START
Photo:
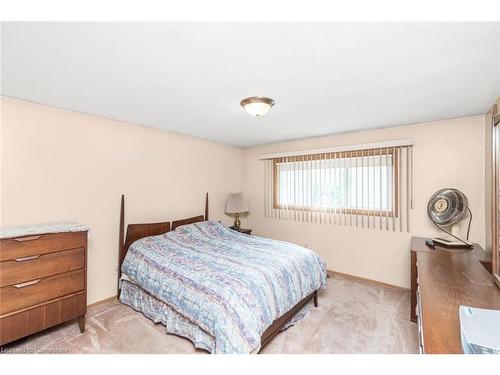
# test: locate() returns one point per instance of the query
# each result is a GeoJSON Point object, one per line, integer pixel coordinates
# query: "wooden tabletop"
{"type": "Point", "coordinates": [449, 278]}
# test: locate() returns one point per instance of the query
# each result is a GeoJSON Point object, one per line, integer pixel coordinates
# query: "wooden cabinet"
{"type": "Point", "coordinates": [442, 280]}
{"type": "Point", "coordinates": [43, 281]}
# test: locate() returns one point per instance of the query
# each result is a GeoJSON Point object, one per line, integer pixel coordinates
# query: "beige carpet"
{"type": "Point", "coordinates": [353, 316]}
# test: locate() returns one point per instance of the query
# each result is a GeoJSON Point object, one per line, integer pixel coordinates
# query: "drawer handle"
{"type": "Point", "coordinates": [24, 259]}
{"type": "Point", "coordinates": [27, 283]}
{"type": "Point", "coordinates": [24, 239]}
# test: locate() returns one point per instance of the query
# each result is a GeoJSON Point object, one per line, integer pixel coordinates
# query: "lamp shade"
{"type": "Point", "coordinates": [236, 203]}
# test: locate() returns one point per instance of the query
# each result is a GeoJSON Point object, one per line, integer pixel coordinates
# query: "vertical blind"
{"type": "Point", "coordinates": [370, 186]}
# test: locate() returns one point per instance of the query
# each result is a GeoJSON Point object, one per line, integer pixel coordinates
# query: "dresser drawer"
{"type": "Point", "coordinates": [23, 295]}
{"type": "Point", "coordinates": [13, 248]}
{"type": "Point", "coordinates": [32, 267]}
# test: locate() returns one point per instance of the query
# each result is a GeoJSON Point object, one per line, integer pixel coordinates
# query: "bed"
{"type": "Point", "coordinates": [226, 291]}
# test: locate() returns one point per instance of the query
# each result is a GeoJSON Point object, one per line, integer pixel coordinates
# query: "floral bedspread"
{"type": "Point", "coordinates": [231, 285]}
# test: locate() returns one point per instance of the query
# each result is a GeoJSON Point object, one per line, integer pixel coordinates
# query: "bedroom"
{"type": "Point", "coordinates": [248, 187]}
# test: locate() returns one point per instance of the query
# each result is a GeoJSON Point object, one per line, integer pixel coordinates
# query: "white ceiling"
{"type": "Point", "coordinates": [190, 77]}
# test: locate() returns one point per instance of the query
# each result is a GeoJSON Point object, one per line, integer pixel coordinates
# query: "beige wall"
{"type": "Point", "coordinates": [446, 154]}
{"type": "Point", "coordinates": [64, 166]}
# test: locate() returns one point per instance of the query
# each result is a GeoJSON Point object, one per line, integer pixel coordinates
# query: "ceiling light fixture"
{"type": "Point", "coordinates": [257, 105]}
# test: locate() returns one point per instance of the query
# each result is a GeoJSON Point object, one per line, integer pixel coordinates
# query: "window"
{"type": "Point", "coordinates": [368, 185]}
{"type": "Point", "coordinates": [345, 182]}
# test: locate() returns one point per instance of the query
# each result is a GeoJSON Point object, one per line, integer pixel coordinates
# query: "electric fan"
{"type": "Point", "coordinates": [446, 208]}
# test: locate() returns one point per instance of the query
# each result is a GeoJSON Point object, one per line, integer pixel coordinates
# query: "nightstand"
{"type": "Point", "coordinates": [241, 230]}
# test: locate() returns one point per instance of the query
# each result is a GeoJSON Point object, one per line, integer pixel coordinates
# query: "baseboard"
{"type": "Point", "coordinates": [375, 282]}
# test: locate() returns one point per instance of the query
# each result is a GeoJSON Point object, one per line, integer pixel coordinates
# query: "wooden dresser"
{"type": "Point", "coordinates": [442, 280]}
{"type": "Point", "coordinates": [43, 278]}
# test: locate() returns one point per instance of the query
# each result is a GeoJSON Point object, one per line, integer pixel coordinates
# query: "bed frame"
{"type": "Point", "coordinates": [138, 231]}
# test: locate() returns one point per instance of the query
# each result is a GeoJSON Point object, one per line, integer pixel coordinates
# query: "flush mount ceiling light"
{"type": "Point", "coordinates": [257, 105]}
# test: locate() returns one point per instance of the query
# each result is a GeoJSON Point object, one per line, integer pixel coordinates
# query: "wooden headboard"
{"type": "Point", "coordinates": [137, 231]}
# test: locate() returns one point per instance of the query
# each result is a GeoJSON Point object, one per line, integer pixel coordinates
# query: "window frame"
{"type": "Point", "coordinates": [336, 155]}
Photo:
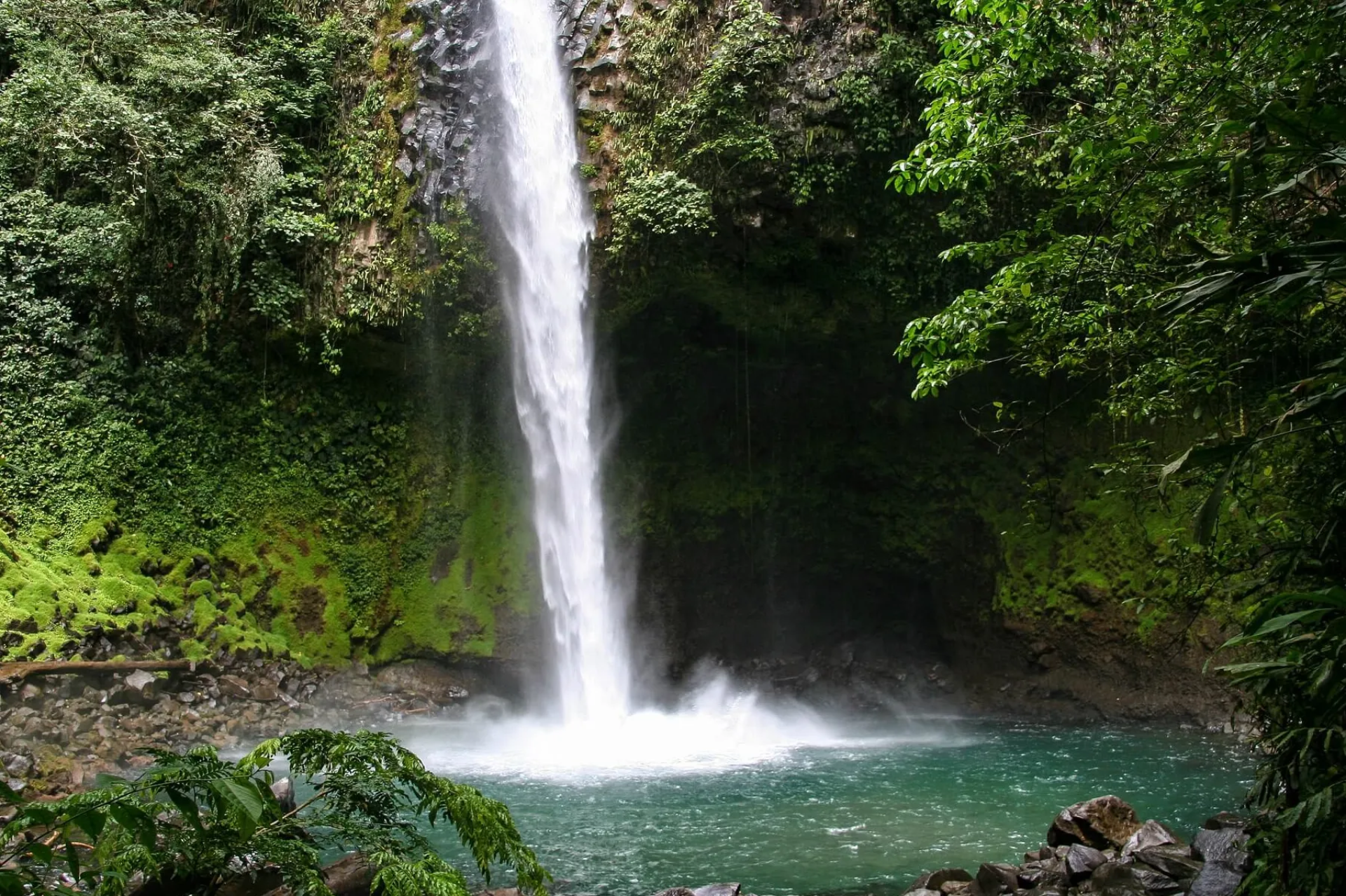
END
THE PROBLEM: Pull out each line of the listing above that contains the string "beige", treating uppercase and lowercase as different.

WRITTEN RESPONSE:
# query: "beige carpet"
# query: "beige wall"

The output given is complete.